Lines from the line with "x=412, y=393" to the line with "x=573, y=295" in the entries below, and only those, must be output exactly, with both ends included.

(Exercise material Opens)

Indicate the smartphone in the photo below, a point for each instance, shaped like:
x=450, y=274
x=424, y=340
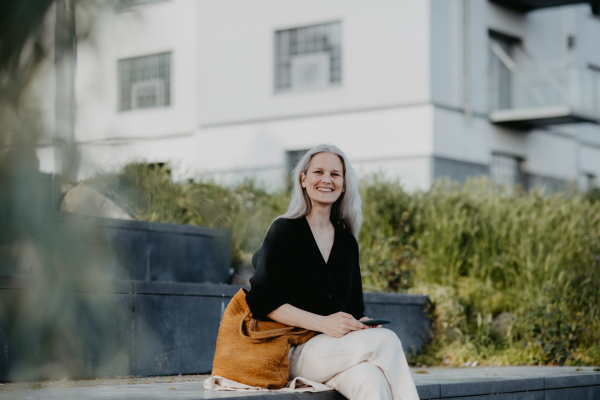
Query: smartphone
x=375, y=322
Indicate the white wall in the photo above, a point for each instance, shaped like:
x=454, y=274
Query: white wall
x=384, y=51
x=374, y=140
x=139, y=31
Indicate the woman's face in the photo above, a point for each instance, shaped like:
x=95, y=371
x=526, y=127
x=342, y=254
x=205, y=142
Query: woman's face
x=324, y=179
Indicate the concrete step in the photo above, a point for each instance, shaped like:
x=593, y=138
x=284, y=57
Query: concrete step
x=156, y=328
x=502, y=383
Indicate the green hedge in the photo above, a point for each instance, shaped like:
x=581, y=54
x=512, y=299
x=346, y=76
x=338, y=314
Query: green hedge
x=514, y=276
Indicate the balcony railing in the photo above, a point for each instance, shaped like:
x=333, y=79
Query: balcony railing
x=549, y=94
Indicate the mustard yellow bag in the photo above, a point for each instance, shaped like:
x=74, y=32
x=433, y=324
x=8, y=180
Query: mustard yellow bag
x=254, y=352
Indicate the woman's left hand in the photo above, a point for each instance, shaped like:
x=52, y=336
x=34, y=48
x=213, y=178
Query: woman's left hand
x=366, y=319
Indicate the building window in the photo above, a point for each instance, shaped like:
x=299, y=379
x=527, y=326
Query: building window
x=590, y=181
x=145, y=82
x=501, y=65
x=291, y=159
x=507, y=170
x=308, y=58
x=122, y=4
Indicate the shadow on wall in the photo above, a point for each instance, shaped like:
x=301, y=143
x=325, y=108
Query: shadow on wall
x=62, y=325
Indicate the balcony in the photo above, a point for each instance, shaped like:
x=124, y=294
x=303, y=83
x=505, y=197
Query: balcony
x=545, y=95
x=530, y=5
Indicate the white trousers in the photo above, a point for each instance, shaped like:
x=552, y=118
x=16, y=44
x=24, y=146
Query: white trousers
x=366, y=364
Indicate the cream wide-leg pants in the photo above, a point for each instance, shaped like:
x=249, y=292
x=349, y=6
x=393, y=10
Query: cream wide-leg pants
x=366, y=364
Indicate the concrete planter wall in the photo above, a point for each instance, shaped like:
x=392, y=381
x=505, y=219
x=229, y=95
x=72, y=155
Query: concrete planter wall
x=136, y=250
x=160, y=328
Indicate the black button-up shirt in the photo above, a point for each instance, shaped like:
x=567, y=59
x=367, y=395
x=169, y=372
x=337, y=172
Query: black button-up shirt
x=289, y=268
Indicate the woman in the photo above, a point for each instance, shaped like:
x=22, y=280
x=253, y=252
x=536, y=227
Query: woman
x=307, y=275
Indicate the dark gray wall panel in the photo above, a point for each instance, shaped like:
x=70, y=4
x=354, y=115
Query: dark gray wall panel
x=457, y=170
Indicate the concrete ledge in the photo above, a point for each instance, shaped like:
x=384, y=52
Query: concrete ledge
x=534, y=383
x=168, y=328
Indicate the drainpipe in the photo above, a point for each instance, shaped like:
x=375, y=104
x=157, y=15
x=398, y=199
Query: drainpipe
x=65, y=58
x=466, y=100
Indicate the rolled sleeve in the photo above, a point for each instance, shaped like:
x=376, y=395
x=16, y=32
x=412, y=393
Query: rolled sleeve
x=266, y=283
x=357, y=305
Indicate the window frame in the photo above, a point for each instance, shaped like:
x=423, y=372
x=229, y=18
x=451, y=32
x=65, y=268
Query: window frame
x=332, y=34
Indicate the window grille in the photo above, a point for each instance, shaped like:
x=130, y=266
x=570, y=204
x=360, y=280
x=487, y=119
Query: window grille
x=145, y=82
x=507, y=170
x=291, y=159
x=308, y=57
x=122, y=4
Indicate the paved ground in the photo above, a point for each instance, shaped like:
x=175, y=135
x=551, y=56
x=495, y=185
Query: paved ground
x=190, y=386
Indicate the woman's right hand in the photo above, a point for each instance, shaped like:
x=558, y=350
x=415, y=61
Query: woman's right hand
x=339, y=324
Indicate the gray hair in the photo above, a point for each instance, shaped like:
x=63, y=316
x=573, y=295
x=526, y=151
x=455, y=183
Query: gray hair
x=346, y=211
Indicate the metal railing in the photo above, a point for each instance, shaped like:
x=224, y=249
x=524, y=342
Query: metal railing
x=577, y=88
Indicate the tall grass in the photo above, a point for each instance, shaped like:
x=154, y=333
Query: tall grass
x=514, y=276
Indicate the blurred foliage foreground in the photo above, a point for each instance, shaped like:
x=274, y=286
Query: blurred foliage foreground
x=513, y=276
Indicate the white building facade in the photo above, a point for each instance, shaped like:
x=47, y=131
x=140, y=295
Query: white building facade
x=414, y=89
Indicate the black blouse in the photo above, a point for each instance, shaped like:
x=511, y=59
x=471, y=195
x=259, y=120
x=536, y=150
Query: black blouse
x=289, y=268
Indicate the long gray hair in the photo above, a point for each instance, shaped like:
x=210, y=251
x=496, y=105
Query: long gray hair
x=346, y=211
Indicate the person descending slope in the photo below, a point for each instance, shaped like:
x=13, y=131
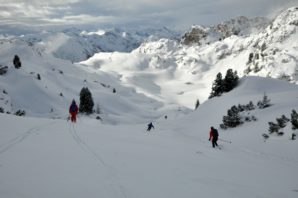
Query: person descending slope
x=73, y=110
x=150, y=126
x=213, y=135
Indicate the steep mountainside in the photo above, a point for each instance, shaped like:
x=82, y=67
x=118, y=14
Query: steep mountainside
x=184, y=73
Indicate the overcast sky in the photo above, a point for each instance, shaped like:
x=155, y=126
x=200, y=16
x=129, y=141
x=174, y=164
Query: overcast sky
x=178, y=14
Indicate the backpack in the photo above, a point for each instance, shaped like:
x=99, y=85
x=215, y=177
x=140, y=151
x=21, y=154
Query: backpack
x=73, y=107
x=215, y=133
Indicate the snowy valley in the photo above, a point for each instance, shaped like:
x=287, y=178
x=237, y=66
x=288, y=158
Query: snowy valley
x=150, y=76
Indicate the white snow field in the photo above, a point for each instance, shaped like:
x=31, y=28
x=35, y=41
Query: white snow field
x=54, y=158
x=42, y=155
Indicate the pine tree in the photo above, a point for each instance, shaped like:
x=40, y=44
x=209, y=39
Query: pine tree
x=86, y=101
x=250, y=106
x=230, y=81
x=294, y=120
x=264, y=103
x=233, y=118
x=273, y=127
x=281, y=122
x=217, y=86
x=16, y=62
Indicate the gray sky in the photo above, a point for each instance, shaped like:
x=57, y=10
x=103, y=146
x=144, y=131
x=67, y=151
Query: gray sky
x=178, y=14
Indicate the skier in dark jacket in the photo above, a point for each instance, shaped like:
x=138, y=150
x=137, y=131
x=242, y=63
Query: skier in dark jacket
x=150, y=126
x=213, y=135
x=73, y=110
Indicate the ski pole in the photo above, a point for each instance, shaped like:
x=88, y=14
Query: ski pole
x=225, y=141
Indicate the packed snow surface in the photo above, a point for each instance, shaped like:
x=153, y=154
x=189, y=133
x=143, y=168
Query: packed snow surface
x=55, y=158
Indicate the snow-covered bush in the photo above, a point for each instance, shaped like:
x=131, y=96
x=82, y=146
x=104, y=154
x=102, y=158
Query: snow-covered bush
x=20, y=112
x=264, y=103
x=3, y=70
x=86, y=101
x=294, y=119
x=220, y=85
x=232, y=119
x=17, y=62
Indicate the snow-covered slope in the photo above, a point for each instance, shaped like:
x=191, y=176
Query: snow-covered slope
x=184, y=73
x=54, y=158
x=76, y=45
x=167, y=71
x=61, y=81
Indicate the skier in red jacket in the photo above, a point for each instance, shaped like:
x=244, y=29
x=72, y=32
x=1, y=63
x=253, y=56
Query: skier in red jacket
x=214, y=136
x=73, y=110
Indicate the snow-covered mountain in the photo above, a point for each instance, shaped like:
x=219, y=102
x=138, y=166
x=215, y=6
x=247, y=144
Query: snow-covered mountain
x=54, y=158
x=167, y=72
x=44, y=155
x=76, y=45
x=184, y=73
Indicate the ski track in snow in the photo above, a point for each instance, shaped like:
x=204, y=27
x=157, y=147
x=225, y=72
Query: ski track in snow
x=113, y=183
x=20, y=138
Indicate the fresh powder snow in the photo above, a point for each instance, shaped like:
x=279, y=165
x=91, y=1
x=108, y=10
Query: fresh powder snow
x=110, y=153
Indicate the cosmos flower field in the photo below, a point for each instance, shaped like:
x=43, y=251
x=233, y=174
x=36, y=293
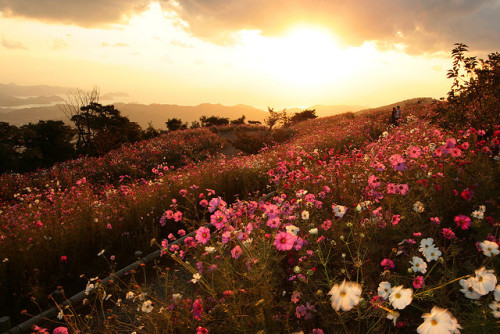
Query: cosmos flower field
x=351, y=226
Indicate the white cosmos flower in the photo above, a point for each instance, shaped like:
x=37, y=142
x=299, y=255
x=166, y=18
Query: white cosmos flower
x=400, y=298
x=468, y=288
x=497, y=293
x=418, y=207
x=489, y=248
x=495, y=308
x=485, y=281
x=384, y=290
x=209, y=249
x=394, y=316
x=438, y=321
x=345, y=296
x=147, y=306
x=196, y=278
x=425, y=244
x=339, y=210
x=418, y=265
x=292, y=229
x=432, y=253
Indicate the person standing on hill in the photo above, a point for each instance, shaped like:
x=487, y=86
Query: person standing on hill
x=398, y=114
x=393, y=116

(Exercise material Closes)

- Result of this exercise -
x=412, y=393
Query: rolled sleeve
x=266, y=283
x=357, y=305
Indicate the window frame in the photo above, a point for each instance, shaped like:
x=423, y=372
x=229, y=18
x=451, y=32
x=65, y=268
Query: window frame
x=332, y=34
Indicate the window grille in the photo above, a point for each instance, shaped like:
x=130, y=266
x=570, y=204
x=360, y=280
x=487, y=119
Query: window grille
x=145, y=82
x=507, y=170
x=291, y=159
x=308, y=57
x=122, y=4
Indicate the paved ground in the photo above, a point for each instance, shaped like:
x=175, y=135
x=551, y=56
x=495, y=185
Query: paved ground
x=190, y=386
Indicate the woman's right hand in the photo above, a point for each instance, shaped like:
x=558, y=350
x=415, y=61
Query: woman's right hand
x=339, y=324
Indicate the gray hair in the photo above, a point for each instance, shaped like:
x=63, y=316
x=573, y=295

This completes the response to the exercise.